* _Task to carry out_
Which lines of the entries below contain the string "frame"? Identify each one and copy it out in full; case counts.
******************************
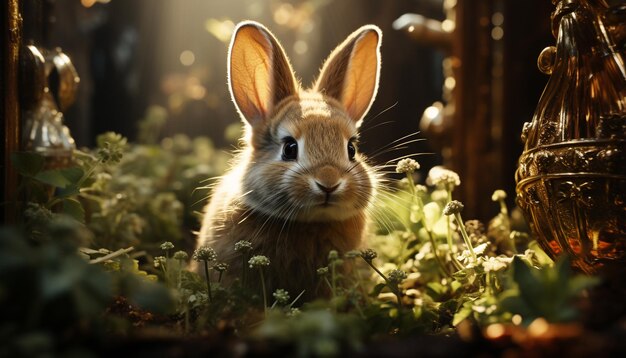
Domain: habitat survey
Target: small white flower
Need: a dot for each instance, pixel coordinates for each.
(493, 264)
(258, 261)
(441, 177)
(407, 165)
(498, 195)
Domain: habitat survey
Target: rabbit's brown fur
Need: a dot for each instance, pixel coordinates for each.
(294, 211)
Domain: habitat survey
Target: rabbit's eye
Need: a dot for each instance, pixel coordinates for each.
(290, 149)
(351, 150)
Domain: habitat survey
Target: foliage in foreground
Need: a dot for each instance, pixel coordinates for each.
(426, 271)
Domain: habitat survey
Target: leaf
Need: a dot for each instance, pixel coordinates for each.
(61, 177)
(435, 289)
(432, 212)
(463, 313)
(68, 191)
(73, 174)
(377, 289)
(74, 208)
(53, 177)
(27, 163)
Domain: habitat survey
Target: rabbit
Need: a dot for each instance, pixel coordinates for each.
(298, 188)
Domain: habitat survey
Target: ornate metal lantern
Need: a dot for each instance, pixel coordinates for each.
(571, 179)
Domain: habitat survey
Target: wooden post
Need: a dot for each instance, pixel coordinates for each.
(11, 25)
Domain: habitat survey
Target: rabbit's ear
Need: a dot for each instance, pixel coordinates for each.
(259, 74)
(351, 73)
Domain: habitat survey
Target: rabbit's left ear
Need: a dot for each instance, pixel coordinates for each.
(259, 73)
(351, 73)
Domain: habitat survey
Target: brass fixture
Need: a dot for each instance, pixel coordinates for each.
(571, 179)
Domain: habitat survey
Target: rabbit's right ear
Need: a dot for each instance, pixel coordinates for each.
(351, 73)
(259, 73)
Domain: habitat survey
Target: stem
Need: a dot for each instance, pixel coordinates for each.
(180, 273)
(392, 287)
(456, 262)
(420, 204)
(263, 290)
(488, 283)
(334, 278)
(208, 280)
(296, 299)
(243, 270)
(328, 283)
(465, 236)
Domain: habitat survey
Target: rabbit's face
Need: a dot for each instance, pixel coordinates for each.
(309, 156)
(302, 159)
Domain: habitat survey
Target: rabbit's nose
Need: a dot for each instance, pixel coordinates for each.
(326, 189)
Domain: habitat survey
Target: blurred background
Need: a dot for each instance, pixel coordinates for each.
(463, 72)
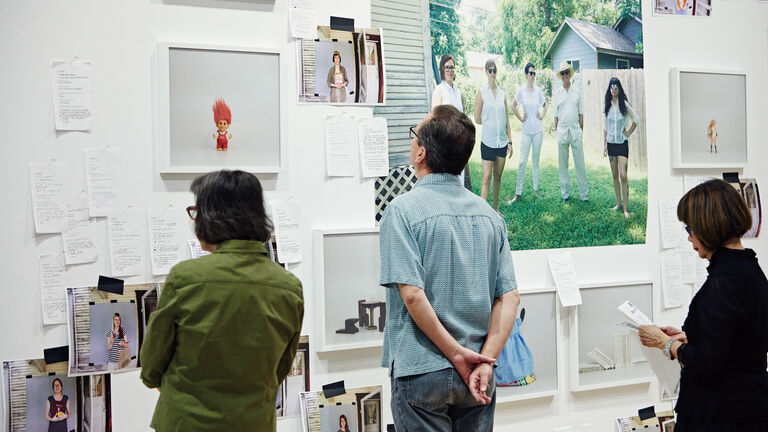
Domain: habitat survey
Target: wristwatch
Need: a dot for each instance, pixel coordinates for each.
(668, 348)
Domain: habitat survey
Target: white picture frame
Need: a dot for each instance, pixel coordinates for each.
******************************
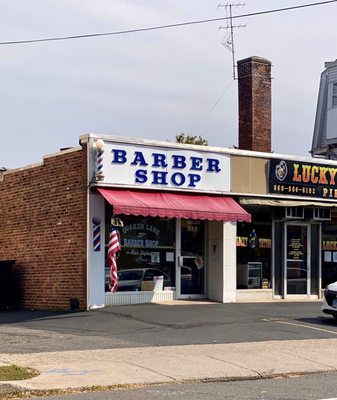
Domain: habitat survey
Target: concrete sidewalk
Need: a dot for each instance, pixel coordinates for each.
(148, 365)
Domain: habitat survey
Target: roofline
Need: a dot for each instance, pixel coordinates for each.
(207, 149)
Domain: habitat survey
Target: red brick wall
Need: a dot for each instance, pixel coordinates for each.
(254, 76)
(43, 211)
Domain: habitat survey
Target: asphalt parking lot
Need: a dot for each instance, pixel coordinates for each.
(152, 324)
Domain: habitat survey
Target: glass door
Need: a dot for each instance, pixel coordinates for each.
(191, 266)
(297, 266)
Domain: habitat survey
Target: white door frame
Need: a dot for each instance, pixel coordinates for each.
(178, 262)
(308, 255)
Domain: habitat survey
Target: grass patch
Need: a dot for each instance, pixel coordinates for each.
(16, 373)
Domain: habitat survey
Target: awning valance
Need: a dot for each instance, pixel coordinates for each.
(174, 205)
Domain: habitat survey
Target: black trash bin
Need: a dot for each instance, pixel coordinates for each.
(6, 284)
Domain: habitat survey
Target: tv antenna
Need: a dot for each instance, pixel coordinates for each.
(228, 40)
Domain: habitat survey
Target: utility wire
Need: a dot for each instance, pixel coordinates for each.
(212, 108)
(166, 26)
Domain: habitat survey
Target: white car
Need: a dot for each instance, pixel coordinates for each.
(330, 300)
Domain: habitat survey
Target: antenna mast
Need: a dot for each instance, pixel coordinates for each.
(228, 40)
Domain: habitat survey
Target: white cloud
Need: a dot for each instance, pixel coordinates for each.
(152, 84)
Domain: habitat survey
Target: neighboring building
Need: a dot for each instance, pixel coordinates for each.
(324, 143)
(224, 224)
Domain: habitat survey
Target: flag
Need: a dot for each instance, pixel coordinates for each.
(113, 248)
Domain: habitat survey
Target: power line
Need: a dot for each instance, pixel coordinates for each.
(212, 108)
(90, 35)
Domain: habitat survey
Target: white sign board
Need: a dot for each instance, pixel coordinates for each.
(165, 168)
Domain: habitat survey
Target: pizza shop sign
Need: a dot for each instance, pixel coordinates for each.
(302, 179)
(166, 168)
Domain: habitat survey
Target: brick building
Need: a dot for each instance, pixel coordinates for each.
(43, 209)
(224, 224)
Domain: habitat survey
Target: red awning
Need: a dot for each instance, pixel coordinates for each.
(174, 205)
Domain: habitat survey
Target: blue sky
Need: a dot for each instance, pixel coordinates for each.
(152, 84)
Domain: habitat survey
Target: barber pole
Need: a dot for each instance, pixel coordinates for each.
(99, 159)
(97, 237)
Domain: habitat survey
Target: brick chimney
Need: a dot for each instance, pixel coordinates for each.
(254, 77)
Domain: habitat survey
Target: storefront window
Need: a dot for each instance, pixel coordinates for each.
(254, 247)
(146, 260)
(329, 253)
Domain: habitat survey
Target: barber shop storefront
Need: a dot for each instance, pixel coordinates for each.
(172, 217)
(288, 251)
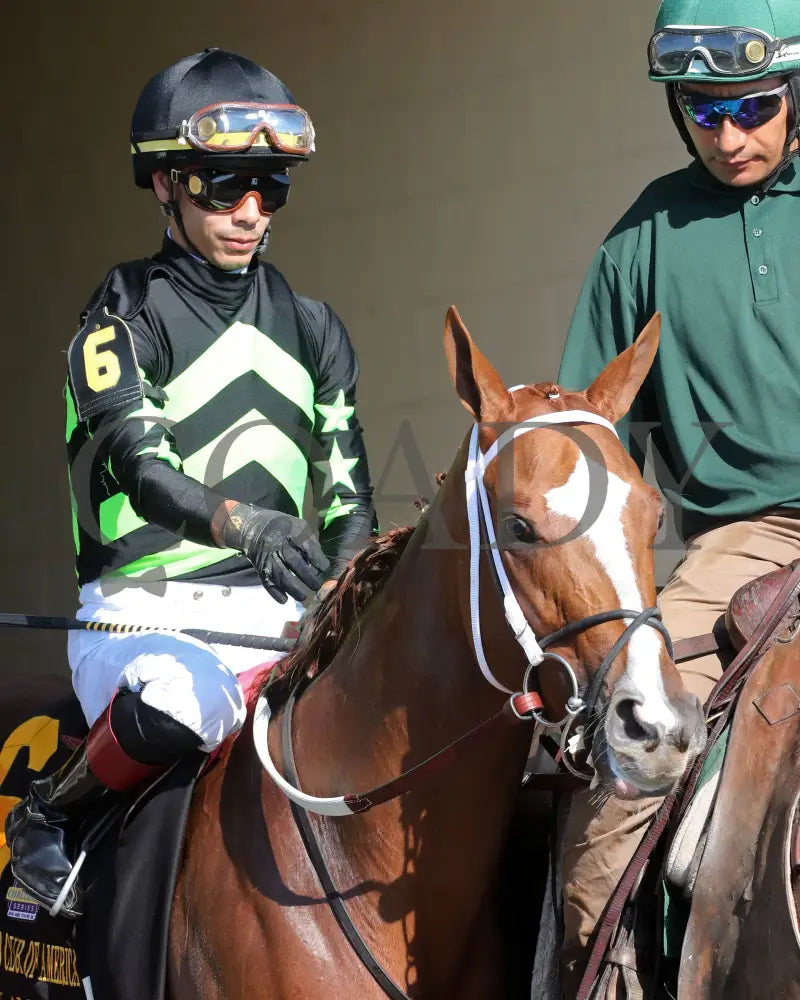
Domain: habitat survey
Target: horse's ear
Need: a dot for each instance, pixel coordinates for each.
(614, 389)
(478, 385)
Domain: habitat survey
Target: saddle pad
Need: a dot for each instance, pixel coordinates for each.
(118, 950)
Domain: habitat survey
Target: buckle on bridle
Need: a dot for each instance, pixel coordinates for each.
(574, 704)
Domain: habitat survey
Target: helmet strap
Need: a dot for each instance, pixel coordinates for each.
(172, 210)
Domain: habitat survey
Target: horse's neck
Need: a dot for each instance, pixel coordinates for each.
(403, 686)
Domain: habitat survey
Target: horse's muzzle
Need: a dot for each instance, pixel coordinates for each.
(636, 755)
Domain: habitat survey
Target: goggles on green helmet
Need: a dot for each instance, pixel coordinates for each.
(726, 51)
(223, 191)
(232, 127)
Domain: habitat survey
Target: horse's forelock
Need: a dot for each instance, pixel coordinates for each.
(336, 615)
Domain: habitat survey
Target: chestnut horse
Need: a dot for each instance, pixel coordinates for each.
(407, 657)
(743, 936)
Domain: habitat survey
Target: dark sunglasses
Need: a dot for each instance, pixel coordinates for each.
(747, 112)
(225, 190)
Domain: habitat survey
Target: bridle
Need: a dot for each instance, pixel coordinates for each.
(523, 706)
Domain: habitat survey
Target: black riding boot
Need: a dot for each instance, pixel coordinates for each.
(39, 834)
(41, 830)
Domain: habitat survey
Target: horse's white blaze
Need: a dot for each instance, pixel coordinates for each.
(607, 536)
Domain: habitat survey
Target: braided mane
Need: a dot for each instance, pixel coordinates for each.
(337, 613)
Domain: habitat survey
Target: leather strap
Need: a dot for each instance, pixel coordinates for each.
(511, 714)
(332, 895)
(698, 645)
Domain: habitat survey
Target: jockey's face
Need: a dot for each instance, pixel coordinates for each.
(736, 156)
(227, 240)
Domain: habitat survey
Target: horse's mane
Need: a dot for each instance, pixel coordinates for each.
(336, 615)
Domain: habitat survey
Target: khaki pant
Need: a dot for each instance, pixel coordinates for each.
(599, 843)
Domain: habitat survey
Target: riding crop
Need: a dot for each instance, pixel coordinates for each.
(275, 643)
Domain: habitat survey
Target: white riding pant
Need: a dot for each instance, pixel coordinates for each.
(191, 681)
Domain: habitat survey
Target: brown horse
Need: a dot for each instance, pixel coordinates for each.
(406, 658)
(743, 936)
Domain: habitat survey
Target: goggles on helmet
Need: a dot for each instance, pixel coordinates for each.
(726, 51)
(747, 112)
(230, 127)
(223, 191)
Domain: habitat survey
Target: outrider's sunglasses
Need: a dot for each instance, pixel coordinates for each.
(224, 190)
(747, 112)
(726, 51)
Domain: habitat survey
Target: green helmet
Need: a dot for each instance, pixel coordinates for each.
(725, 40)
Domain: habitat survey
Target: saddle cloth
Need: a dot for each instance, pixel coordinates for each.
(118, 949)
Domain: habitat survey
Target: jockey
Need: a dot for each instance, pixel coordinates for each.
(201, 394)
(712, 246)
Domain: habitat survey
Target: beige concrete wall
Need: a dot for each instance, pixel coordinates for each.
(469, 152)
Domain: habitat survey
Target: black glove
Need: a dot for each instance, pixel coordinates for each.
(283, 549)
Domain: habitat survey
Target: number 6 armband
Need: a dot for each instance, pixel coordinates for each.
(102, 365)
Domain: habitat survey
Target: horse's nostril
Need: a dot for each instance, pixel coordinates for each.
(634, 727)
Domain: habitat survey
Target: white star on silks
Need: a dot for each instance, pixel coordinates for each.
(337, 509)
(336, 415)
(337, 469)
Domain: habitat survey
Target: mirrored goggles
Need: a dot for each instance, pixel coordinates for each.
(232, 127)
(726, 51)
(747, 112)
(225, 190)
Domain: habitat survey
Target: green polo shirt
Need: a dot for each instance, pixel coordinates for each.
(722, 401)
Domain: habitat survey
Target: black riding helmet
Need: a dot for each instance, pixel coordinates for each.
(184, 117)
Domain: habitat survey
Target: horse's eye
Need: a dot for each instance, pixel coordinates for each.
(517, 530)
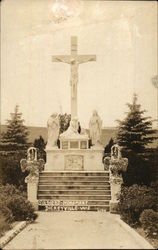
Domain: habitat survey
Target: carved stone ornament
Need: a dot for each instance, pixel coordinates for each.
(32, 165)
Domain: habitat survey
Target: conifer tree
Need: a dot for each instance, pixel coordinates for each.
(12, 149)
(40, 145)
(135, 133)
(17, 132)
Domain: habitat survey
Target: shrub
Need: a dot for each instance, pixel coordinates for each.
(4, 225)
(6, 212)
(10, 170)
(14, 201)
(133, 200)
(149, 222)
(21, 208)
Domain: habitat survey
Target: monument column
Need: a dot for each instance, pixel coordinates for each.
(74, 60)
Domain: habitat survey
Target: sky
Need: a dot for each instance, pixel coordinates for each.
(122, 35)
******************************
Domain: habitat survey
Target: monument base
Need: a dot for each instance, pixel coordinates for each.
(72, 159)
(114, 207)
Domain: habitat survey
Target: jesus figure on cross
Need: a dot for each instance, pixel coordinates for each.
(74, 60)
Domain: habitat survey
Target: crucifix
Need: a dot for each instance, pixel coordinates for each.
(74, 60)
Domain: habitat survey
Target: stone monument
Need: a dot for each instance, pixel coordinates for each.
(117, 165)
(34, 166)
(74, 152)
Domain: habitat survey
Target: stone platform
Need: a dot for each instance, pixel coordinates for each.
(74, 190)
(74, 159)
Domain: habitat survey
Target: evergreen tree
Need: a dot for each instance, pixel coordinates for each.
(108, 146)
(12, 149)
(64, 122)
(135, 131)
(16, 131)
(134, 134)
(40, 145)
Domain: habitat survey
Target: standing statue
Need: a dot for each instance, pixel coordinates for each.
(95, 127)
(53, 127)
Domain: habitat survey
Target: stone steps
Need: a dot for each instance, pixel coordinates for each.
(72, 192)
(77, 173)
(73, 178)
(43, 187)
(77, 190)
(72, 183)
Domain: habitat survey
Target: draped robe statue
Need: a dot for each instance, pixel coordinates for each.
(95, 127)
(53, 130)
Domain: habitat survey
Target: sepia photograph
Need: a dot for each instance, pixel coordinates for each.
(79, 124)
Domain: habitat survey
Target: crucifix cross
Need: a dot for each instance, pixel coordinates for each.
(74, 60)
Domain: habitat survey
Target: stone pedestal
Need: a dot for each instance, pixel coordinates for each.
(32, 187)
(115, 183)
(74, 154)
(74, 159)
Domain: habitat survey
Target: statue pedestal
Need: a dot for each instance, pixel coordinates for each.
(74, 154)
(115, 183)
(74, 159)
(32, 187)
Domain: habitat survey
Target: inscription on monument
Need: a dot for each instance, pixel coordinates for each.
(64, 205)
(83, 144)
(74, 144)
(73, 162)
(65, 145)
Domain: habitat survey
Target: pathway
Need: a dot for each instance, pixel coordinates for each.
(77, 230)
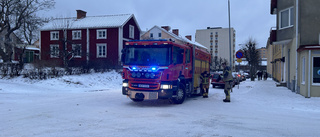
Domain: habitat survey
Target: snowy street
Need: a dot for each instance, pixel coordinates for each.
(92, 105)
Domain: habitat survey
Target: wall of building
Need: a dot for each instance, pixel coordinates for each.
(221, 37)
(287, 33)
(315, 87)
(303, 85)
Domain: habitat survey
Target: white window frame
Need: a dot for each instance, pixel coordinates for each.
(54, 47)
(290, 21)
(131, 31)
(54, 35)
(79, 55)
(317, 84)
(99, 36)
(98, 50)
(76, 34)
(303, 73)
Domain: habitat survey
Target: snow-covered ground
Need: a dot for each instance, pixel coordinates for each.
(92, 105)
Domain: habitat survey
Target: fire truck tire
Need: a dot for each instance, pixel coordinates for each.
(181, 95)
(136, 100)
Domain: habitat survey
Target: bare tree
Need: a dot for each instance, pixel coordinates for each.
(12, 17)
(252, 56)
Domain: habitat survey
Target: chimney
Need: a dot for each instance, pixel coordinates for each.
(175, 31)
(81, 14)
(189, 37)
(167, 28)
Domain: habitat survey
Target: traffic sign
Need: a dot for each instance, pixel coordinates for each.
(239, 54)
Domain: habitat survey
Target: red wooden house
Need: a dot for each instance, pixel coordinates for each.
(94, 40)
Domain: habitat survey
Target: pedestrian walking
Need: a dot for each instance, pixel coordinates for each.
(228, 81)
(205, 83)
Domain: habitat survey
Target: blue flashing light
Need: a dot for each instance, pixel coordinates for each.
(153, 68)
******************************
* _Response to this exercise_
Target: white picture frame
Target: white door frame
Target: white window frame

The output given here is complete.